--- Reading text ---
--------------------------------------------------
Antoine Arnauld and Pierre Nicole were the authors of Logic, or the Art of Thinking (1662), commonly known as the Port-Royal Logic. According to Benson Mates (1965, 214) it “is an outstanding early example of the ‘how to think straight’ genre.” The work includes chapters on sophisms, with the justification that “examples of mistakes to be avoided are often more striking than the examples to be imitated” (Bk. III, xix). The Port-Royal Logic does not continue Aristotle’s distinction between fallacies that are dependent on language and those that are not; instead there is a division between sophisms associated with scientific subjects (ibid.)—these are nearly all from the Sophistical Refutations —and those committed in everyday life and ordinary discourse (Bk III, xx). The division is not exclusive, with some of the sophisms fitting both classes.

The Port-Royal Logic includes eight of Aristotle’s original thirteen fallacies, several of them modified to fit the bent to natural philosophy rather than dialectical argumentation. Several kinds of causal errors are considered under the broad heading, non causa pro causa and they are illustrated with reference to scientific explanations that have assigned false causes for empirical phenomena. Also identified as a common fallacy of the human mind is post hoc, ergo propter hoc : “This happened following a certain thing, hence that thing must be its cause” (Bk. III, xix 3). Begging the questions is included and illustrated, interestingly, with examples drawn from Aristotelian science. Two new sophisms are included: one is imperfect enumeration, the error of overlooking an alternative, the other is a faulty (incomplete) induction, what we might call hasty generalization. Although the discussions here are brief, they mark the entry of inductive fallacies into the pool of present day recognized fallacies. Ignoratio elenchi retains its dialogical setting but is extended beyond the mere failure to contradict a thesis, “to attribut[ing] to our adversaries something remote from their views to gain an advantage over them, or to impute to them consequences we imagine can be drawn from their doctrines, although they disavow and deny them” (Bk. III, xix 1). The other Aristotelian fallacies included are accident, combination and division, secundum quid and ambiguity.
--------------------------------------------------
--- Records ---
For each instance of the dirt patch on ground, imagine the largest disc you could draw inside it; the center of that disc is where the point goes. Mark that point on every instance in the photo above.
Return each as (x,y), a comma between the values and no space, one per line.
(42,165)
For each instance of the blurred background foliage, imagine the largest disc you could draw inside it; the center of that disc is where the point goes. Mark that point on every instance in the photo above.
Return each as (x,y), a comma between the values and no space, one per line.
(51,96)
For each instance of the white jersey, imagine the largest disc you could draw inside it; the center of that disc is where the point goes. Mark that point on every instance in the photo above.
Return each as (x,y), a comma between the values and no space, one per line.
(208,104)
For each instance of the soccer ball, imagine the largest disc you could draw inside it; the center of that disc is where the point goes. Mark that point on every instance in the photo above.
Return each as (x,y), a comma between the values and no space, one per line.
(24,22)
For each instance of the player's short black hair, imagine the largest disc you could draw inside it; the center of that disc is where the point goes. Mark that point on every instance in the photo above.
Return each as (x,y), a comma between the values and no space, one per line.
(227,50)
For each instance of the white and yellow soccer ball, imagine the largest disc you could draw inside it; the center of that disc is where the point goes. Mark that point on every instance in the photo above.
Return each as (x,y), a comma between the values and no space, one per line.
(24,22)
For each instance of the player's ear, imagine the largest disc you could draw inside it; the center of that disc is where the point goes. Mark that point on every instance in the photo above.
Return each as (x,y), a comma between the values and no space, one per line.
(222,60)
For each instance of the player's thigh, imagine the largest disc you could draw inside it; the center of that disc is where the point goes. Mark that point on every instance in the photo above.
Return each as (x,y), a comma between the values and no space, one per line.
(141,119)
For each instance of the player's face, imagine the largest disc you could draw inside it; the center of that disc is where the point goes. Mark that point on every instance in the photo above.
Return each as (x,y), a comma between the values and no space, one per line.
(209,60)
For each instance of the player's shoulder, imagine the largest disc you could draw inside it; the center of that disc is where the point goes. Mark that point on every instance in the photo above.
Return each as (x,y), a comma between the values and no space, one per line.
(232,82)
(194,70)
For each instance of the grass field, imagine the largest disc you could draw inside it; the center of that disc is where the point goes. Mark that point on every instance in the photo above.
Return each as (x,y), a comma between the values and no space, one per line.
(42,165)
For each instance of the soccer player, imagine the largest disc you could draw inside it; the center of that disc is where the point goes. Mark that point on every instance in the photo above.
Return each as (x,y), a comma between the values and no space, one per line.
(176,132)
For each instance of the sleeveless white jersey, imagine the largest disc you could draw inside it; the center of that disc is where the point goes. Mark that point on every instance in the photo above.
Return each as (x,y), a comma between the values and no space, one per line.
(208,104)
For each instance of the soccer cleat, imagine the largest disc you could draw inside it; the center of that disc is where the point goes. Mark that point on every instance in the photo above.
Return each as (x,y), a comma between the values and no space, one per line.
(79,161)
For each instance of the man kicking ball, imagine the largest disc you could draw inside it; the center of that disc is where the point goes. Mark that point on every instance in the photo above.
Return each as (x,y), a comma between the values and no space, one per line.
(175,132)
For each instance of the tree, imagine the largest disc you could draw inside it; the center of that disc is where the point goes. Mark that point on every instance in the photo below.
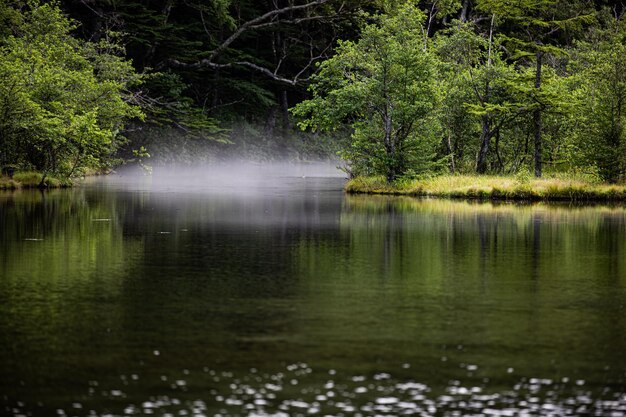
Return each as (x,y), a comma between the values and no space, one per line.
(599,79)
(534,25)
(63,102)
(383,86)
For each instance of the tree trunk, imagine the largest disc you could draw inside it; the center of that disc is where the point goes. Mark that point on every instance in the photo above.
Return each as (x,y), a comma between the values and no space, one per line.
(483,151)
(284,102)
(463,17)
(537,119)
--------------------------------------------------
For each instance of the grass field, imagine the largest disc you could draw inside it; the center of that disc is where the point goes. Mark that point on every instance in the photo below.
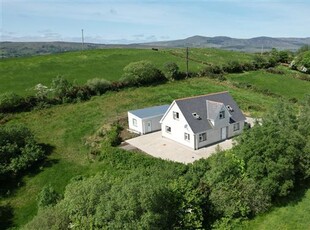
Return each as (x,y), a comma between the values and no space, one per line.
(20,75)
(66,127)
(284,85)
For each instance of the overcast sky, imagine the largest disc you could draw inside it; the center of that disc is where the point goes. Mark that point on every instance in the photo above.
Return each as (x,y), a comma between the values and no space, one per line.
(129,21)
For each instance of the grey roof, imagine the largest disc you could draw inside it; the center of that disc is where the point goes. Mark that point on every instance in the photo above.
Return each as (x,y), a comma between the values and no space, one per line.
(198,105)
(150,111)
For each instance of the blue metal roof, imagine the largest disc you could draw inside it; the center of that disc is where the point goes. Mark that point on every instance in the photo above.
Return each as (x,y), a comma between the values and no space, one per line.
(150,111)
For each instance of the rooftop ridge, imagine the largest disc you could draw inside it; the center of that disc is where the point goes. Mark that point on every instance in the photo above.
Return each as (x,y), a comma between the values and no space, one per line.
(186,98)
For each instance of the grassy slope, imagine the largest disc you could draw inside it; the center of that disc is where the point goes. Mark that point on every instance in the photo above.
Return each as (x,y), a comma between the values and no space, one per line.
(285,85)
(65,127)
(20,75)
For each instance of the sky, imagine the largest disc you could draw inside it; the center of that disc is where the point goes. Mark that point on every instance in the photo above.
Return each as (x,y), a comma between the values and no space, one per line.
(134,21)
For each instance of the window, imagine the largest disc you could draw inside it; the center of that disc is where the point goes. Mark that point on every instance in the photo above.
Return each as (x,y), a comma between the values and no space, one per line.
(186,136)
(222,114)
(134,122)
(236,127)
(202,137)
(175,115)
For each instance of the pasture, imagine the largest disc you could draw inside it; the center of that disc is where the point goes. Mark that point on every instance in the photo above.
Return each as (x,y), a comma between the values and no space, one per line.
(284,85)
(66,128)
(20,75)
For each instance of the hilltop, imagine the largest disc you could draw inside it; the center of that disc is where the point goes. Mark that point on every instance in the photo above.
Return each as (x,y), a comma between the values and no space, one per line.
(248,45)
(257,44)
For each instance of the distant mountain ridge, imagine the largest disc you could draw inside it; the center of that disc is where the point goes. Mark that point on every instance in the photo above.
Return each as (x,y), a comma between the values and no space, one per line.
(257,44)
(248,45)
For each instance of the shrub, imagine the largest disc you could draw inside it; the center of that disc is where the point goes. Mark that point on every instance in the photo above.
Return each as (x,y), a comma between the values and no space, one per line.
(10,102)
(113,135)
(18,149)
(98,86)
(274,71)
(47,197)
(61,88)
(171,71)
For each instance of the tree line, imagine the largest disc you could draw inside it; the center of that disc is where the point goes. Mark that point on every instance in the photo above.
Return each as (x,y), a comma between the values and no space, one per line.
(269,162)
--------------------------------------------------
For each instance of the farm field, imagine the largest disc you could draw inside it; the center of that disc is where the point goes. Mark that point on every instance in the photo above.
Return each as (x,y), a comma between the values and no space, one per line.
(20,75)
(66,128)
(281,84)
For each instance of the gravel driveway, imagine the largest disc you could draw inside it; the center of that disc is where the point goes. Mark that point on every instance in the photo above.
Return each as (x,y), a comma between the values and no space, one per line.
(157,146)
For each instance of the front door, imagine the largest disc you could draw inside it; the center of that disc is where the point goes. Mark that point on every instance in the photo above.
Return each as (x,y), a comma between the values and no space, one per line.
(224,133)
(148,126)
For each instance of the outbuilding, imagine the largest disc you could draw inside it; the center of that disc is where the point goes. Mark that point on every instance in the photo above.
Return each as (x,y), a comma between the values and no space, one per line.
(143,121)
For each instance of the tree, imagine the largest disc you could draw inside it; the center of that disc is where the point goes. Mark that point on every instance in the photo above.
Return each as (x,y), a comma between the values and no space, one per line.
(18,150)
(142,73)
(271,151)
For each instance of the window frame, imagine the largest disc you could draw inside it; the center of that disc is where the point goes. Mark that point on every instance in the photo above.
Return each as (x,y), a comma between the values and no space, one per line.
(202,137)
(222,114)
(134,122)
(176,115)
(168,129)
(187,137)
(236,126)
--------------------------------------------------
--- Set problem ---
Retype the passage on the Port-Royal Logic word for word, from "Antoine Arnauld and" up to and including "fitting both classes.".

--- Task response ---
Antoine Arnauld and Pierre Nicole were the authors of Logic, or the Art of Thinking (1662), commonly known as the Port-Royal Logic. According to Benson Mates (1965, 214) it “is an outstanding early example of the ‘how to think straight’ genre.” The work includes chapters on sophisms, with the justification that “examples of mistakes to be avoided are often more striking than the examples to be imitated” (Bk. III, xix). The Port-Royal Logic does not continue Aristotle’s distinction between fallacies that are dependent on language and those that are not; instead there is a division between sophisms associated with scientific subjects (ibid.)—these are nearly all from the Sophistical Refutations —and those committed in everyday life and ordinary discourse (Bk III, xx). The division is not exclusive, with some of the sophisms fitting both classes.